§ About this task
Please restate each entry word for word.
■ ■ ■
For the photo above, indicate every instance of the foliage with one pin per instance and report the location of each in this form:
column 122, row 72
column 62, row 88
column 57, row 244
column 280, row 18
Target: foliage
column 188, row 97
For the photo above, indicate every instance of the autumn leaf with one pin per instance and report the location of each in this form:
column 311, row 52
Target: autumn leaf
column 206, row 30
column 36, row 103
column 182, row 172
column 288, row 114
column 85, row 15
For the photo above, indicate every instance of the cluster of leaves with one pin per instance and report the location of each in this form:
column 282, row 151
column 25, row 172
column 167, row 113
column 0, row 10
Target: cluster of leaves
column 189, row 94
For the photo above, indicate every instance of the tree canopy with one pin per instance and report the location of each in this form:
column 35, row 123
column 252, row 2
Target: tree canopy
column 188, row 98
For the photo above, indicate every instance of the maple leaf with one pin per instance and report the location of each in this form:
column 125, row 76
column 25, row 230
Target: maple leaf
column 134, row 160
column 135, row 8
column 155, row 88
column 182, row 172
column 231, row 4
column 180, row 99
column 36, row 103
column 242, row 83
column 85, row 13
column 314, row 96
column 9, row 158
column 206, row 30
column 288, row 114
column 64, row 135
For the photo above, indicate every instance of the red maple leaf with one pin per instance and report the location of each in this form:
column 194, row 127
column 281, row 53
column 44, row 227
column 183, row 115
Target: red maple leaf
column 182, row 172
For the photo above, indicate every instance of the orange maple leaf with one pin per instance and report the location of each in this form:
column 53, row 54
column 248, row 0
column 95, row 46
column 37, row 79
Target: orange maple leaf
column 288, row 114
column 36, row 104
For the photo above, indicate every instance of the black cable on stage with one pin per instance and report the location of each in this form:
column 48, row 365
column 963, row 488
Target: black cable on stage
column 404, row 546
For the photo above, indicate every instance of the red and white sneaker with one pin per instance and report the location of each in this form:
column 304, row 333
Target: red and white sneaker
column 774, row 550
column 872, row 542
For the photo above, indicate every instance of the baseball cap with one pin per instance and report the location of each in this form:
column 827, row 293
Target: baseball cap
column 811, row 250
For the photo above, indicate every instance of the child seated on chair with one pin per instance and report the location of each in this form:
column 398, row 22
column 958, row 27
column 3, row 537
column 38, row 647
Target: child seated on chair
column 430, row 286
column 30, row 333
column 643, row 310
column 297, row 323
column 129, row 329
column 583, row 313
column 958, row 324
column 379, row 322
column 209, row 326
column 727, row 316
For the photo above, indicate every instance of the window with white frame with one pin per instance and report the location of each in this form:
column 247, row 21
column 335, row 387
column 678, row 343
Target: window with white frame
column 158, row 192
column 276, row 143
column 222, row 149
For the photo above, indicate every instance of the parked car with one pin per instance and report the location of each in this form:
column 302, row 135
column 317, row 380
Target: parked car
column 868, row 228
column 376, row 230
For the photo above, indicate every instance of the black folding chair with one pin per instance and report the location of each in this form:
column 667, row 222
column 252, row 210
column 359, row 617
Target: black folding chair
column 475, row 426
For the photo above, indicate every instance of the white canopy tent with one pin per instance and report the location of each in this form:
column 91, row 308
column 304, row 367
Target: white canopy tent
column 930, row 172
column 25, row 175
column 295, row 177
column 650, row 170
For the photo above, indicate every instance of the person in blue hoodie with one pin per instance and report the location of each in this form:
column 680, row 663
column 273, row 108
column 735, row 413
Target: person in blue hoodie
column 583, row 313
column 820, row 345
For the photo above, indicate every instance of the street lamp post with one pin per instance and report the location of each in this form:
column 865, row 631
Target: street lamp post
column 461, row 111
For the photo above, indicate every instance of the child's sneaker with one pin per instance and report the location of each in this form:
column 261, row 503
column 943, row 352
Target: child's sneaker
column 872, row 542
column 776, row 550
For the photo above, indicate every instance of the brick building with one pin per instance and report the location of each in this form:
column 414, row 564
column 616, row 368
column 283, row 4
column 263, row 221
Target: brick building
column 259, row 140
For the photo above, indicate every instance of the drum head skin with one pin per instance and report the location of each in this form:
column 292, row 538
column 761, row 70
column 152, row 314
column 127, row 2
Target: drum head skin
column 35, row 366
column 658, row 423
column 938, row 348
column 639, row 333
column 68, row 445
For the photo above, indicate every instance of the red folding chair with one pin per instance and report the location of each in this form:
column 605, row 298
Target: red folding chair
■ ■ ■
§ Finished task
For the photo above, indicate every instance of the foliage with one pin per instance and report the location of each in this form:
column 122, row 72
column 62, row 88
column 57, row 244
column 280, row 18
Target: foliage
column 188, row 97
For the photo above, indicate every instance of the autumn leaf with one pin per instance and report the location of each in this form:
column 311, row 52
Target: autumn leaf
column 206, row 30
column 36, row 103
column 182, row 172
column 288, row 114
column 85, row 15
For the photo above, indicate every instance of the cluster of leaves with one pin per instance and report the location of each in this form:
column 282, row 151
column 25, row 172
column 167, row 113
column 0, row 10
Target: cluster of leaves
column 189, row 94
For the photo above, indicate every instance of the tree canopy with one pin per instance and report the location of each in this form:
column 35, row 123
column 252, row 2
Target: tree canopy
column 188, row 98
For the photo above, indicate every instance of the maple leaf with one pin per instance and report the location of each in this form:
column 125, row 76
column 25, row 230
Target: maple leaf
column 134, row 160
column 135, row 8
column 155, row 88
column 182, row 172
column 231, row 4
column 180, row 99
column 36, row 103
column 242, row 83
column 85, row 13
column 314, row 96
column 9, row 158
column 206, row 30
column 288, row 114
column 64, row 135
For the photo above, indicate every instance of the red maple leaf with one pin per instance and report the location of each in this form:
column 194, row 127
column 281, row 53
column 44, row 227
column 183, row 115
Target: red maple leaf
column 182, row 172
For the photo above, indicate every instance of the orange maple leaf with one pin per instance and report the location of each in this form:
column 53, row 54
column 248, row 0
column 95, row 46
column 37, row 79
Target: orange maple leaf
column 288, row 114
column 36, row 104
For the photo above, indicate every instance of the black cable on stage with one pin per instance and report the location of each in this form:
column 48, row 365
column 963, row 488
Target: black cable on stage
column 404, row 546
For the photo above, indicate every instance of the red and white sneaker with one pin per instance and report the location of each in this form:
column 304, row 333
Target: red and white sneaker
column 774, row 550
column 872, row 542
For the photo above, indicate every instance of the baseball cap with one pin per instance and report the location of each in this form:
column 827, row 293
Target: baseball cap
column 811, row 250
For the photo above, indicate every instance of the child seated on chair with one pin per instance and report the location of each in this form:
column 398, row 22
column 958, row 27
column 3, row 537
column 38, row 647
Target: child seated on chair
column 430, row 286
column 30, row 333
column 643, row 310
column 297, row 323
column 129, row 329
column 583, row 313
column 958, row 324
column 379, row 322
column 209, row 326
column 727, row 316
For the photo above, indicate every instance of the window with white frame with one pin per instance and report the location of each in this form:
column 247, row 21
column 335, row 387
column 678, row 343
Target: window with white frame
column 158, row 192
column 276, row 143
column 222, row 149
For the photo above, indicate every instance of the parked car with one pin per instance and report the location of each in this form:
column 302, row 135
column 317, row 380
Target: parked car
column 868, row 228
column 376, row 230
For the photo above, indicate every instance of the black folding chair with one pin per instance and report the location of each in this form:
column 667, row 222
column 252, row 210
column 359, row 617
Target: black folding chair
column 475, row 426
For the photo above, indicate every instance of the white canopy tent with one pin per instance and report the location of each in this form:
column 91, row 308
column 304, row 367
Target: white canopy tent
column 930, row 172
column 25, row 175
column 295, row 177
column 650, row 170
For the photo above, indicate every instance of the person in blue hoodie with one pin per instance and report the location of each in this form:
column 680, row 663
column 273, row 108
column 735, row 413
Target: person in blue hoodie
column 583, row 313
column 820, row 345
For the photo above, indicate every instance of the street lamp post with one pin per instance and report the location of each in this form:
column 865, row 631
Target: street lamp post
column 461, row 111
For the photo above, indicate every instance of the child's sneaker with one pin per instance and report the location of each in this form:
column 261, row 503
column 943, row 352
Target: child's sneaker
column 872, row 542
column 776, row 550
For the photo above, indicate every instance of the brick building with one pin per instance and report the location of each in this form:
column 414, row 564
column 616, row 368
column 283, row 4
column 263, row 221
Target: brick building
column 259, row 140
For the photo above, indicate every instance of the drum head skin with one pin per instance and report the location of each in this form:
column 292, row 538
column 761, row 70
column 152, row 314
column 127, row 2
Target: drum head skin
column 35, row 366
column 658, row 423
column 938, row 348
column 639, row 333
column 68, row 445
For the photo above, indicate every instance of the red folding chair with one pin per instance and report the location of each in this form:
column 605, row 298
Target: red folding chair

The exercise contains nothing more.